▶ YOUR INSTRUCTIONS: Return every item below unchanged, line for line.

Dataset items
_ _ _ _
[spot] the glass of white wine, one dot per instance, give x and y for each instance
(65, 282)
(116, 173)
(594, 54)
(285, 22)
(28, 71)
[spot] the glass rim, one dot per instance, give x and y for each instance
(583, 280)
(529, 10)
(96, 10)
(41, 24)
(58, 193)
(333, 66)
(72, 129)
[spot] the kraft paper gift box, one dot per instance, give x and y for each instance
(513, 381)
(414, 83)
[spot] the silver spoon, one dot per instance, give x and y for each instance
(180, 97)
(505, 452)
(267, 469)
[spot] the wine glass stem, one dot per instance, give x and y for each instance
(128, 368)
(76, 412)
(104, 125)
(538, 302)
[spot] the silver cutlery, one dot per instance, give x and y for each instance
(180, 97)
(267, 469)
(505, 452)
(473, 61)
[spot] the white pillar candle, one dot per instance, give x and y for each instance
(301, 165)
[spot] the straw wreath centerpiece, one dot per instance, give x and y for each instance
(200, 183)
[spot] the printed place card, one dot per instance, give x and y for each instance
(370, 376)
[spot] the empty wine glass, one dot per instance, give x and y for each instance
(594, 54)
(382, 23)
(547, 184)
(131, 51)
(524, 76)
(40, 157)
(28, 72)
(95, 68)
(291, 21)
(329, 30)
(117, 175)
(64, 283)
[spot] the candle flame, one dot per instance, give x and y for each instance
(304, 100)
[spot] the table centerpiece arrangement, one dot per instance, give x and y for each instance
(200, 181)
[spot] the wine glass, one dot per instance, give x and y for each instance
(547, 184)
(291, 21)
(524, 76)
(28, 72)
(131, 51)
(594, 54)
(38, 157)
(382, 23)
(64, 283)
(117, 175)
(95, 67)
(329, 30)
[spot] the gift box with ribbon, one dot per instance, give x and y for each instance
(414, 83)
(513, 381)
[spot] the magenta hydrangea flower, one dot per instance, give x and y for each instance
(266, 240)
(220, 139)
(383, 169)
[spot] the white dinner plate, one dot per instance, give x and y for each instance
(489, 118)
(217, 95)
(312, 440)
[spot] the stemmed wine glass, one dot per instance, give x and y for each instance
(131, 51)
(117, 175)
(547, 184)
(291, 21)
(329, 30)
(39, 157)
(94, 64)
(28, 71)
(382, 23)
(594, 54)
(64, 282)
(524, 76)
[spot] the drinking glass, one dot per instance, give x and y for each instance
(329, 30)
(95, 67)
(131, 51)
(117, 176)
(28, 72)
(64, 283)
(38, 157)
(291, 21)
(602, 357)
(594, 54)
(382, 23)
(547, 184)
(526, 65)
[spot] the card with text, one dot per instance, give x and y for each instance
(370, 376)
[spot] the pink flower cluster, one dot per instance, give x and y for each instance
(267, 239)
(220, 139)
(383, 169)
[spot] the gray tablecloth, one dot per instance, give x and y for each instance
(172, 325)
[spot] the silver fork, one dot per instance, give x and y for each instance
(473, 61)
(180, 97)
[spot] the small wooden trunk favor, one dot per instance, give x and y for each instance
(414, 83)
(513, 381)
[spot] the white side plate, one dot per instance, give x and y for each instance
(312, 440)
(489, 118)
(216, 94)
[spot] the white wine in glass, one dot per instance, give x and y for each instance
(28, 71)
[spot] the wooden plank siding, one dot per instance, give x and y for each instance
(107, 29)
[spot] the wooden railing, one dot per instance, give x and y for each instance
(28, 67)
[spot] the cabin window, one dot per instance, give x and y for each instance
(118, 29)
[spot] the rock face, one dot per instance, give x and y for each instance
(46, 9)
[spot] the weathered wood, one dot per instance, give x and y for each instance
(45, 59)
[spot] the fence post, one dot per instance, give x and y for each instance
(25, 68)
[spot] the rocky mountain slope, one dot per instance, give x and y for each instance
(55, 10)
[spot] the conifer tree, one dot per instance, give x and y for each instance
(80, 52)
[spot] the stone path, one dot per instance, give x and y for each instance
_ _ _ _
▶ COMPLETE RESPONSE:
[spot] the glass of white wine, one dot per instance, give x and y for each instance
(65, 282)
(116, 173)
(594, 54)
(285, 22)
(28, 71)
[spot] the glass rim, one dot per instance, give x and y for each instance
(583, 280)
(529, 10)
(96, 10)
(41, 24)
(58, 193)
(333, 66)
(72, 129)
[spot] the kraft paper gift box, one dot per instance, give x and y for each instance
(513, 381)
(414, 83)
[spot] the silver spoon, one dot per instance, give x and y for each instance
(180, 97)
(505, 452)
(267, 469)
[spot] the wine glass stem, one dot per instance, give x and y for each instance
(128, 368)
(76, 412)
(104, 125)
(538, 302)
[spot] the silver cutlery, one dot per instance, give x and y for each instance
(180, 97)
(267, 469)
(505, 452)
(473, 61)
[spot] the white pillar candle, one dot per instance, give x and y for each instance
(301, 165)
[spot] the straw wreath centerpiece, one dot per instance, give x and y for each instance
(200, 183)
[spot] the printed place card, one dot per instance, give x and y for each instance
(370, 376)
[spot] the empty wine glass, one dot per instance, give x and y for each instance
(594, 54)
(382, 23)
(547, 184)
(131, 51)
(524, 76)
(40, 157)
(28, 72)
(95, 68)
(291, 21)
(329, 30)
(117, 175)
(64, 283)
[spot] the candle flame, one dot per instance, give x and y for each instance
(304, 100)
[spot] the table centerpiece arrangement, one dot per instance, give x and y for each instance
(200, 181)
[spot] the wine glass, one dot per instance, give x and y for each instance
(547, 184)
(291, 21)
(524, 76)
(28, 72)
(131, 51)
(594, 54)
(38, 157)
(382, 23)
(64, 283)
(117, 175)
(95, 67)
(329, 30)
[spot] the gift box with ribbon, one dot per instance, give x and y for each instance
(414, 83)
(513, 381)
[spot] the magenta hydrangea flower, one dot per instance, give x and y for each instance
(266, 240)
(220, 139)
(383, 169)
[spot] the white dinner plate, one dot per instance, give x and y for each instance
(489, 118)
(217, 95)
(312, 440)
[spot] the stemmed wine glass, one dot per instance, give x and y for each instance
(131, 51)
(117, 175)
(547, 184)
(291, 21)
(329, 30)
(39, 157)
(94, 64)
(28, 71)
(382, 23)
(594, 54)
(64, 282)
(524, 76)
[spot] the drinking glass, one dot per instance, give x and y for each instance
(329, 30)
(95, 67)
(131, 51)
(117, 176)
(28, 72)
(64, 283)
(38, 157)
(291, 21)
(602, 357)
(594, 54)
(382, 23)
(547, 184)
(526, 65)
[spot] the card with text, one dot per instance, give x and y for each instance
(370, 376)
[spot] the pink flower cluster, one dot per instance, give x and y for each instance
(267, 239)
(220, 139)
(383, 169)
[spot] the gray tablecloth, one dot per instance, give x and y for each instance
(172, 325)
[spot] the silver fork, one dot per instance, give x and y for each instance
(473, 61)
(180, 97)
[spot] the small wooden trunk favor, one dot per instance, give x and y for each instance
(414, 83)
(513, 381)
[spot] the white side plate, one dot per instance, give x and y for each instance
(312, 440)
(489, 118)
(216, 94)
[spot] the white wine in glass, one dot per instance, give x and y for each instance
(28, 71)
[spot] the wooden plank siding, one dot per instance, give x and y for each instance
(107, 29)
[spot] the wooden railing, one dot per instance, give x and y for each instance
(28, 67)
[spot] the cabin window, one dot per instance, give x and y for each instance
(118, 29)
[spot] the rock face, one dot per instance, give x and y for each instance
(46, 9)
[spot] the weathered wood, one dot per instance, give x and y for each instance
(45, 59)
[spot] the fence post, one dot per instance, give x and y for each instance
(25, 68)
[spot] the rocky mountain slope, one dot per instance, give x and y for each instance
(55, 10)
[spot] the conifer tree, one dot per instance, give x and y for each instance
(80, 52)
[spot] the stone path, one dot per instance, give x and y for each instance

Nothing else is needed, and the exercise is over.